### AIM OF THE EXERCISE
Reproduce verbatim the lines of the items below, starting at the line containing "table you can find." and ending after the line containing "(76, 247), (514, 800)", with both of those lines included.

### DATA RECORDS
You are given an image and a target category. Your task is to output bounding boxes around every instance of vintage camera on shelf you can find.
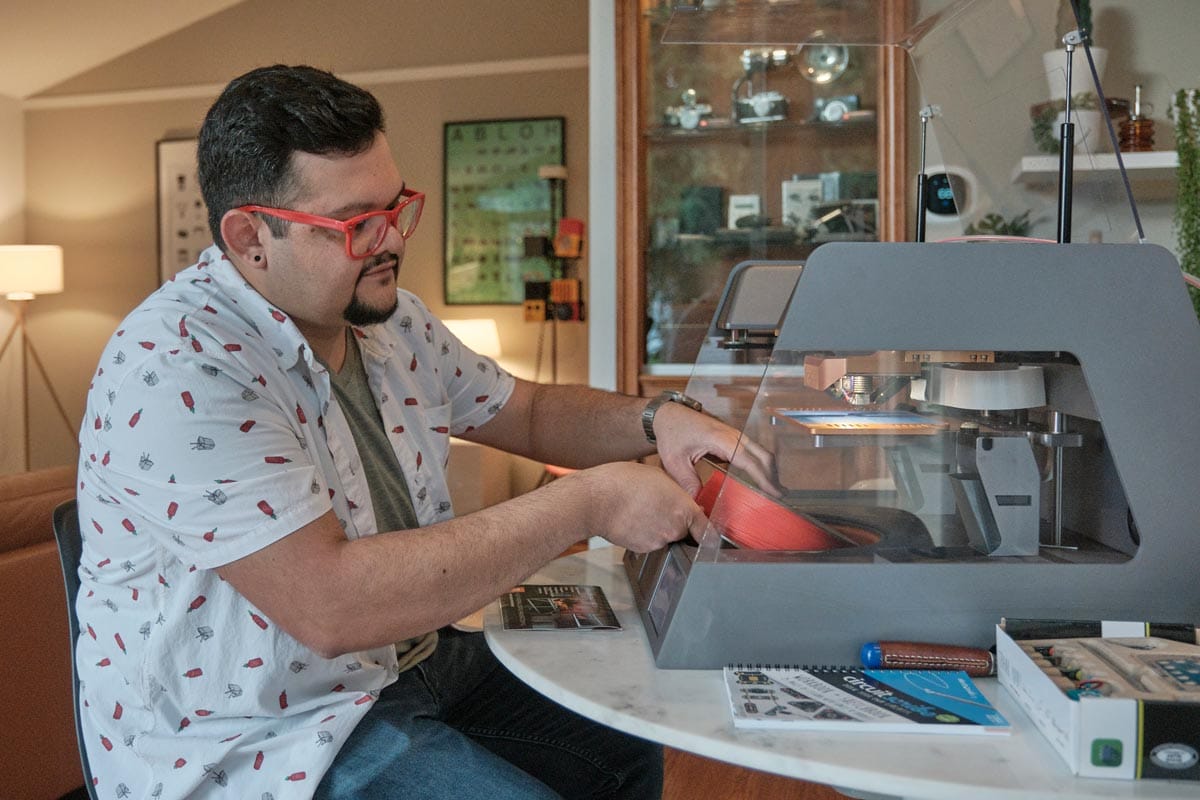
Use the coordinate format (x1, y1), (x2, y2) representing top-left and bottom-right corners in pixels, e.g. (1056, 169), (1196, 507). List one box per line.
(811, 198), (880, 243)
(733, 91), (787, 125)
(662, 89), (713, 131)
(812, 95), (858, 122)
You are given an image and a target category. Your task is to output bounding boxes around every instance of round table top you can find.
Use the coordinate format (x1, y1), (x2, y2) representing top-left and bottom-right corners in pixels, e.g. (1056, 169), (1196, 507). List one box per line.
(484, 547), (1200, 800)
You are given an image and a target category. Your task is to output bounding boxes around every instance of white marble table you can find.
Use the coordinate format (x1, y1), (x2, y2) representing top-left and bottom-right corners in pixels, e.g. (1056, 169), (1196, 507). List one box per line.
(484, 547), (1200, 800)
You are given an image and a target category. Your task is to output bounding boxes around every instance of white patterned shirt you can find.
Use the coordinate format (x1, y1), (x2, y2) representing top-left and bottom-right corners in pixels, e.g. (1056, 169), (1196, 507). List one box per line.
(76, 247), (514, 800)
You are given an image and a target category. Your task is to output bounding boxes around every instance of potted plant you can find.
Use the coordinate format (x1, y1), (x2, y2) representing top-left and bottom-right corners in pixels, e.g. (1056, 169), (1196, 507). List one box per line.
(1166, 89), (1200, 315)
(962, 209), (1033, 236)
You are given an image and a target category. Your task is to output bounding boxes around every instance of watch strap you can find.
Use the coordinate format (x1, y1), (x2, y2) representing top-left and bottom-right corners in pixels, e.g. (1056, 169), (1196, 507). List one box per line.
(642, 389), (704, 445)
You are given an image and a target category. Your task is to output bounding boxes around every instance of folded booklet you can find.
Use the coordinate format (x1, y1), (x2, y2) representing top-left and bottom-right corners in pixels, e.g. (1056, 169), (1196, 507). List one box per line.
(500, 583), (620, 631)
(725, 664), (1010, 735)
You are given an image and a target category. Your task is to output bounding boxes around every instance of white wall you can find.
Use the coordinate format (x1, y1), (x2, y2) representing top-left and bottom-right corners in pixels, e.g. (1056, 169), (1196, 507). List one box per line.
(0, 95), (25, 475)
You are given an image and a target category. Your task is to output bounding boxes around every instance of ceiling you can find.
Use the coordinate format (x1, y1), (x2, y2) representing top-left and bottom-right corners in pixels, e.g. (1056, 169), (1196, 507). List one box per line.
(0, 0), (242, 100)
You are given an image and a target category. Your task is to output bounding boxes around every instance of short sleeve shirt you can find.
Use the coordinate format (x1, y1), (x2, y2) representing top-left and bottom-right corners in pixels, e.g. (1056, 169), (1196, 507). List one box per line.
(77, 247), (514, 800)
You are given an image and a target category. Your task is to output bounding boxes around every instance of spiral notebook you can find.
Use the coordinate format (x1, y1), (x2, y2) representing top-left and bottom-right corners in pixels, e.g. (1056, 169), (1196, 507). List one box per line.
(725, 664), (1010, 735)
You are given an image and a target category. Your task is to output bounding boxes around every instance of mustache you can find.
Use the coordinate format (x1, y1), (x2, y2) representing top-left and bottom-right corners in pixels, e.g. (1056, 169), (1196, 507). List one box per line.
(359, 252), (400, 277)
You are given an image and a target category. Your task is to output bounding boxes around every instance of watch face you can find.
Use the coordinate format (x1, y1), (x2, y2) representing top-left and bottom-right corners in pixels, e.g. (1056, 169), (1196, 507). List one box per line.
(925, 173), (966, 217)
(821, 100), (850, 122)
(800, 44), (850, 84)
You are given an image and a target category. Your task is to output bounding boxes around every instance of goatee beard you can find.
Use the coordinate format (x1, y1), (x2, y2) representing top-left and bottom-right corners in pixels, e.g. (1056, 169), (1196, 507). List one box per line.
(342, 253), (400, 327)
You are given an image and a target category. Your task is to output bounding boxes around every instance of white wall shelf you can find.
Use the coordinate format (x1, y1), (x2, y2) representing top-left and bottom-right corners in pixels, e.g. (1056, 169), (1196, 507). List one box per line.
(1013, 150), (1180, 188)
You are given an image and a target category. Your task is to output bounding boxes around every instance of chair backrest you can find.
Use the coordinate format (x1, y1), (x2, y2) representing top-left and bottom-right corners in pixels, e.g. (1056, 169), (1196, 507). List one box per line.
(54, 500), (96, 800)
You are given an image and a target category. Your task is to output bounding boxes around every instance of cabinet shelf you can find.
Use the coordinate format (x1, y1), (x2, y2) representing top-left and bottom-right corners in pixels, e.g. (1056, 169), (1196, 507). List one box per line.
(642, 115), (876, 143)
(1013, 150), (1180, 188)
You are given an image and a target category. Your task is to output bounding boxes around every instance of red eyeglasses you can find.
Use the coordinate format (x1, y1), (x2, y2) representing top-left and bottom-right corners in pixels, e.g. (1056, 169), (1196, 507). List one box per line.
(238, 188), (425, 258)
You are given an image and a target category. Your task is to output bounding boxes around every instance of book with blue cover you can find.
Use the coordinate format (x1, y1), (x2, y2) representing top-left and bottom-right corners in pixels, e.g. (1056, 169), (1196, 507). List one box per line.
(725, 664), (1012, 735)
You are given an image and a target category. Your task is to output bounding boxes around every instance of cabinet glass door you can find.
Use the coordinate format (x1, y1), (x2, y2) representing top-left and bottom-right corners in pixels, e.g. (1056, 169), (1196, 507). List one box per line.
(637, 0), (894, 373)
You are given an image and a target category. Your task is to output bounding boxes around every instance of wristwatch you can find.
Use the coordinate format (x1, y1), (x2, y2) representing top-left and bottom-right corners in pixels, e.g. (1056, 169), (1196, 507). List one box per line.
(642, 389), (704, 445)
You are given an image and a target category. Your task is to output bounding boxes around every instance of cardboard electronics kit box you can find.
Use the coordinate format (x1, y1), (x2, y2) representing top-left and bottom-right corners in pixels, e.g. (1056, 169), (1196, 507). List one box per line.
(996, 619), (1200, 782)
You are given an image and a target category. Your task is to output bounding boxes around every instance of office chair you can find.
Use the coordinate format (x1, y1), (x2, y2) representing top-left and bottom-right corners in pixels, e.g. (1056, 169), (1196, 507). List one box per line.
(54, 500), (97, 800)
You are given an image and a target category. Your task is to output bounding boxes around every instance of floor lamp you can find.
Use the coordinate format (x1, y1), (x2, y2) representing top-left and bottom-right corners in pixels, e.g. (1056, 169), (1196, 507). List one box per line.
(0, 245), (74, 470)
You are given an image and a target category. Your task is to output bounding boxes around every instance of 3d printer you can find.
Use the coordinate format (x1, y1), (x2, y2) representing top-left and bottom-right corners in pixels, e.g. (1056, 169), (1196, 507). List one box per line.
(626, 0), (1200, 668)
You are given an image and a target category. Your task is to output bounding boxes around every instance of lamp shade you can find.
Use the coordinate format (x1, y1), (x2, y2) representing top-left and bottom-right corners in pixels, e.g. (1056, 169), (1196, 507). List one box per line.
(0, 245), (62, 300)
(445, 319), (500, 359)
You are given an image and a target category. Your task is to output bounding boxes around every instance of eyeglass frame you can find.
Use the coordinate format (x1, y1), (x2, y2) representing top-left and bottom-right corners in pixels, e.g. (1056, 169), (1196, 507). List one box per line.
(235, 188), (425, 259)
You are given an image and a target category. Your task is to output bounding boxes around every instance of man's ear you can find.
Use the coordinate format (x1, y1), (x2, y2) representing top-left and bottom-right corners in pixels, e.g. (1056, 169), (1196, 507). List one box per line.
(221, 209), (271, 269)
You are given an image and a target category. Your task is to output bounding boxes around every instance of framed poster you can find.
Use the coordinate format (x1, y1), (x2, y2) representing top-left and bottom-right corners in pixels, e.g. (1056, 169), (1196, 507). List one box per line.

### RESULT FOR THIS EXERCISE
You are given an image and a target category. Your task is to output bounding boxes around every instance of white marble table you can find.
Use the coordinate format (x1, y1), (x2, y2) representing top-left and bottom-right corners in pixels, e.g. (1056, 169), (1196, 507). List one box per line.
(484, 547), (1200, 800)
You are given an image and a target category. Your task is to output bounding boxes around every instance of white patterned shirt you can find.
Use the coordinate format (x1, y1), (x2, y2) representing top-left and bottom-right corners in pixels, e.g. (1056, 169), (1196, 507). List one box per line.
(76, 247), (514, 800)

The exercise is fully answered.